*Task requirements*: Format every line of the entries below as a JSON list of strings, one string per line, with blank lines omitted. Exclude the pictures from the list.

Excerpts from a dataset on pointing to objects
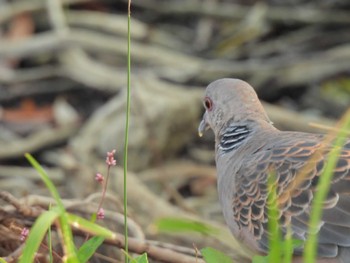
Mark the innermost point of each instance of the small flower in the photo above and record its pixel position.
(110, 158)
(24, 234)
(99, 178)
(100, 213)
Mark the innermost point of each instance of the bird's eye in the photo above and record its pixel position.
(208, 104)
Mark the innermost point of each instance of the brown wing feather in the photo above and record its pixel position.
(298, 162)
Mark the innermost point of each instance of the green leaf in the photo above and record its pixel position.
(37, 233)
(89, 248)
(310, 251)
(212, 255)
(89, 226)
(68, 244)
(260, 259)
(141, 259)
(184, 225)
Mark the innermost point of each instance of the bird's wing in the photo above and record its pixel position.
(296, 164)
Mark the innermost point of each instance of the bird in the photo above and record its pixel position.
(248, 147)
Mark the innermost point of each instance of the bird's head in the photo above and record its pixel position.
(229, 102)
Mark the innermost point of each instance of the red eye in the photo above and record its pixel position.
(208, 104)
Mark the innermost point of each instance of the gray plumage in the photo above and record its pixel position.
(247, 147)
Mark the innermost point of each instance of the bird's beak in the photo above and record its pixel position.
(203, 126)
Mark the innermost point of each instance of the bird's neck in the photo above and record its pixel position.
(232, 137)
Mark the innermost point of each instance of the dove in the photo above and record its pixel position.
(247, 148)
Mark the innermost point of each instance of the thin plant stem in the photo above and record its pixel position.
(127, 137)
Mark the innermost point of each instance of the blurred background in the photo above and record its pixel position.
(63, 89)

*Reply to the task*:
[
  "Mark the innermost point of each instance of the small flower in the photo above and record its pixel position.",
  "(110, 158)",
  "(24, 234)",
  "(99, 178)",
  "(100, 213)",
  "Mark the innermost point of each instance of the bird's eye in the photo above and record its pixel position.",
  "(208, 104)",
  "Mark the innermost point of each instance of the brown wing feather in the photo above and record its pixel position.",
  "(298, 162)",
  "Mark the innermost point of each instance of the green leaf in the photo above and record its pixel position.",
  "(37, 233)",
  "(89, 248)",
  "(310, 251)",
  "(212, 255)",
  "(89, 226)",
  "(68, 244)",
  "(260, 259)",
  "(141, 259)",
  "(184, 225)",
  "Mark the innermost point of each instance of the bird's wing in the photo above and record its pixel position.",
  "(296, 164)",
  "Mark the innermost point of each instance of the bird in the photo above and record its pixel position.",
  "(248, 147)",
  "Mark the innermost point of each instance of the bird's head in the photo above and record its pixel position.",
  "(229, 102)",
  "Mark the innermost point of each instance of the red eye in the photo above and record its pixel position.",
  "(208, 104)",
  "Mark the innermost point of each instance of the gray plumage in the photo above and record its pixel position.",
  "(247, 147)",
  "Mark the innermost point of each instance of the bird's beak in the photo above and record its pixel position.",
  "(203, 126)",
  "Mark the innermost point of each instance of the bird's neck in the photo above and record its pixel position.",
  "(232, 137)",
  "Mark the innermost point of each instance of the dove in the photo above and record its pixel position.",
  "(247, 148)",
  "Mark the innermost point of each instance of the thin plant stem in the photo above and record its pixel position.",
  "(127, 137)",
  "Mark the innermost point of each instance of the blurred background in the photo above and record its pixel position.",
  "(63, 89)"
]